▶ ASSIGNMENT 1:
Decide whether each statement below agrees with the thread about coding agents and libraries. Answer each with yes or no and quote the words of the thread that settle it. (a) One poster has agents work with code through tools such as ed and grep, with Emacs as the control plane. (b) That poster's token spend is higher than the team average. (c) One poster says that libraries are deterministic, bugs aside.
▶ ASSIGNMENT 2:
Write out everything in the thread about coding agents and libraries from "The fact that" down to "and over again.".
▶ ASSIGNMENT 3:
Extend the thread about coding agents and libraries past its final sentence.

▶ TEXT SHOWN:
- - -

Yes I agree with all of that.

The way I let my agents interact with my code bases is through a 70s BSD Unix like interface, ed, grep, ctags, etc. using Emacs as the control plane.

It is surprisingly sparing on tokens, which makes sense since those things were designed to work with a teletype.

Worth noting is that by the times you start doing refactoring the agents are basically a smarter google with long form auto complete.

All my code bases use that pattern and I'm the ultimate authority on what gets added or removed. My token spend is 10% to 1% of what the average in the team is and I'm the only one who knows what's happening under the hood.

Libraries are not deterministic. CPUs aren’t deterministic. There are margins of error among all things.

The fact that people who claim to be software developers (let alone “engineers”) say this thing as if it is a fundamental truism is one of the most maladaptive examples of motivated reasoning I have ever had the misfortune of coming across.

I would argue it couldn't be more different. I can dive into the source code of any library, inspect it. I can assess how reliable a library is and how popular. Bugs aside, libraries are deterministic. I don't see why this parallel keeps getting made over and over again.

I can dive into the source code of LLM generated code too. Indeed it is better because you have tools to document it better than a library that you use.

> Would one be uneasy about calling a library to do stuff than manually messing around with pointers and malloc()?

The irony is that the neverending stream of vulnerabilities in 3rd-party dependencies (and lately supply-chain attacks) increasingly show that we should be uneasy.

- - -

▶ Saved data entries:
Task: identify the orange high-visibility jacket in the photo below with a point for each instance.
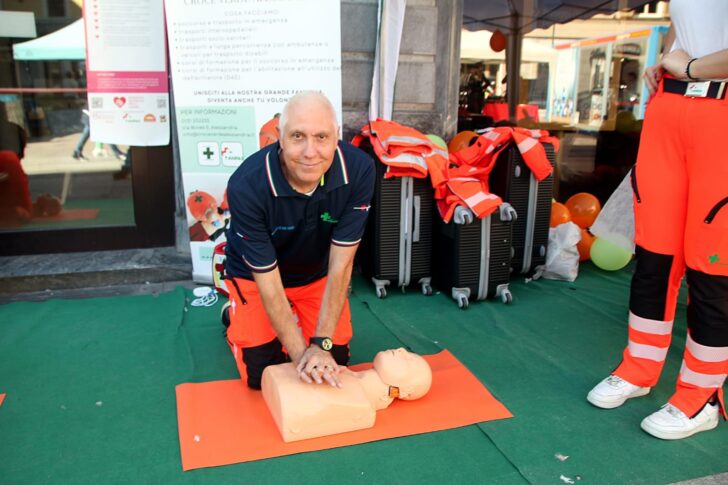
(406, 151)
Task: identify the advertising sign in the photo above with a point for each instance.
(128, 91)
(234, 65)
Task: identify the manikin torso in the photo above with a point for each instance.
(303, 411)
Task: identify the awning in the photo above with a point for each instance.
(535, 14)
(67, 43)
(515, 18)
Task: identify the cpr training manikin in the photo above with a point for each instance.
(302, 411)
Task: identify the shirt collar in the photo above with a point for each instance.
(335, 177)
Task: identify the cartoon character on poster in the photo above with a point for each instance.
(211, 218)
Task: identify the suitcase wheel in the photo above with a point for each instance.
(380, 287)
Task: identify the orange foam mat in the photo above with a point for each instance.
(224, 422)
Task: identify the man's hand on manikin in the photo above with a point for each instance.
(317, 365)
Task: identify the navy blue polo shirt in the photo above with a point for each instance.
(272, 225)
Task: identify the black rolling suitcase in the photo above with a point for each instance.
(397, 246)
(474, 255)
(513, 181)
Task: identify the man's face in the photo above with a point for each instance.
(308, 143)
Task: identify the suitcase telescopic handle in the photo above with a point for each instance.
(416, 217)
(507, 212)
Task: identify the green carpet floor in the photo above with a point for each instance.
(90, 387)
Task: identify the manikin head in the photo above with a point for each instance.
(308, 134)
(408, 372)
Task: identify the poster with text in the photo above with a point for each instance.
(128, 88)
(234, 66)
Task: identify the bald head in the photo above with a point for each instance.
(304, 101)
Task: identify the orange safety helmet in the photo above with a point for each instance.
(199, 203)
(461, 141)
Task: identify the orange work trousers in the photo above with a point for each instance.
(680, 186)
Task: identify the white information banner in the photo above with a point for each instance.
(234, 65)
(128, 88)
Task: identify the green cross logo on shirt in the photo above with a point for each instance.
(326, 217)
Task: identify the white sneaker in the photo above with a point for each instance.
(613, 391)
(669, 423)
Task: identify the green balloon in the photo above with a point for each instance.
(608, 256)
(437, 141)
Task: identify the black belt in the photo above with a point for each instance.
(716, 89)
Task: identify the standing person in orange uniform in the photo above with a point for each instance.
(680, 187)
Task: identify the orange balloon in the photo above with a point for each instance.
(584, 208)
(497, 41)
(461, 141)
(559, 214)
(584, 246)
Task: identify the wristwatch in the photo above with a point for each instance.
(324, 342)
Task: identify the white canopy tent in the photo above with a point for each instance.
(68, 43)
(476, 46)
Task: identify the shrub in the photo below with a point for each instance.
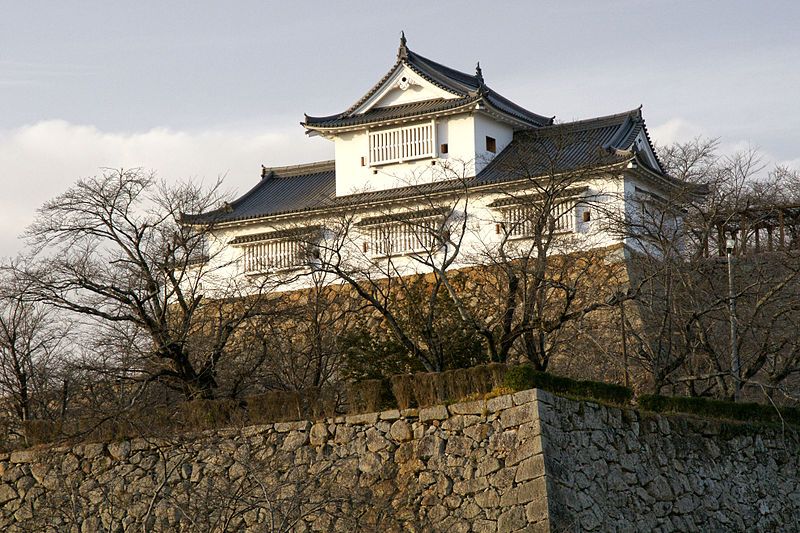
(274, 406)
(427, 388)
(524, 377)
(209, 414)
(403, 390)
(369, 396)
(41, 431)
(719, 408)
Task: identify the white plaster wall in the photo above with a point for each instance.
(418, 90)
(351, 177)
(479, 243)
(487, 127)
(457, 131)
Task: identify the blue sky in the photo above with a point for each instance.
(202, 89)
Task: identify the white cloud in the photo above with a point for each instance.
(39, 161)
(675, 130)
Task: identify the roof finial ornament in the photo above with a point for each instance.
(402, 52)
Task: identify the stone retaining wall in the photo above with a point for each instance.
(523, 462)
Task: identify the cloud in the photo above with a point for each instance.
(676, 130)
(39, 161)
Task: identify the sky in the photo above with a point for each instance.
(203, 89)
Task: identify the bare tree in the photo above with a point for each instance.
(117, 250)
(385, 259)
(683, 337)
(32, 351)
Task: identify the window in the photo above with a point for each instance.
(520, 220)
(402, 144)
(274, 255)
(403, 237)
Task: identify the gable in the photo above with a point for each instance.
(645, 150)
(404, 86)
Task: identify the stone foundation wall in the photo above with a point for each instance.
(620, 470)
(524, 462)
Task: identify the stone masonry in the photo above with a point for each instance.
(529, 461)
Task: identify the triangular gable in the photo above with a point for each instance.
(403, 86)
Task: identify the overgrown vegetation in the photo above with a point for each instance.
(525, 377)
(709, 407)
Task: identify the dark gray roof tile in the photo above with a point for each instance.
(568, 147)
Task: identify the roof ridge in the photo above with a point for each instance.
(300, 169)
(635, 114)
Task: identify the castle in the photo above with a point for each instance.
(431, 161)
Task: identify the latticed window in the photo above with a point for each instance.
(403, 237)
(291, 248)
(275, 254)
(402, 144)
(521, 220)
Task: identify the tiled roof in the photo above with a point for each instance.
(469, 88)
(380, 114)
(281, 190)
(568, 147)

- - -

▶ EXERCISE ANSWER 1:
(a) Yes: "through a 70s BSD Unix like interface, ed, grep, ctags, etc. using Emacs as the control plane."
(b) No: "My token spend is 10% to 1% of what the average in the team is"
(c) Yes: "Bugs aside, libraries are deterministic."

▶ EXERCISE ANSWER 2:
The fact that people who claim to be software developers (let alone “engineers”) say this thing as if it is a fundamental truism is one of the most maladaptive examples of motivated reasoning I have ever had the misfortune of coming across.

I would argue it couldn't be more different. I can dive into the source code of any library, inspect it. I can assess how reliable a library is and how popular. Bugs aside, libraries are deterministic. I don't see why this parallel keeps getting made over and over again.

▶ EXERCISE ANSWER 3:
We could never quite answer the question about who is responsible for 3rd-party code that's deployed inside an application: Not the 3rd-party developer, because they have no access to the application. But not the application developer either, because not having to review the library code is the whole point.

> because not having to review the library code is the whole point.

That’s just not true at bigger companies that actually care about security rather than pretending to care about security. At my current and last employer, someone needs to review the code before using third-party code. The review is probably not enough to catch subtle bugs like those in the Underhanded C Contest, but at least a general architecture of the library is understood. Oh, and it helps that the two companies were both founded in the twentieth century. Modern startups aren’t the same.

I feel like big / old companies thrive on process and are bogged down in bureaucracy.

Sure there is a process to get a library approved, and that abstraction makes you feel better but for the guy who's job it is to approve they are not going to spend an entire day reviewing a lib. The abstraction hides what is essentially a "LGTM" its just that takes a week for someone to check it off their outlook todos.

Maybe your experience is different.

I think it's not too different in that specific sense, but it's more than that. To bring libraries on equal footing, imagine they were cloud only, had usage limits.

I'm also somewhat addicted to this stuff, and so for me it's high priority to evaluate open models I can run on my own hardware.

I hate this comparison because you're comparing a well defined deterministic interface with LLM output, which is the exact opposite.

A library doesn't randomly drop out of existence cause of "high load" or whatever and limit you to a some number of function calls per day. With local models there's no issue, but this API shit is cancer personified, when you combine all the frontend bugs with the flaky backend, rate limits, and random bans it's almost a literal lootbox where you might get a reply back or you might get told to fuck off.

Qwen has become a useful fallback but it's still not quite enough.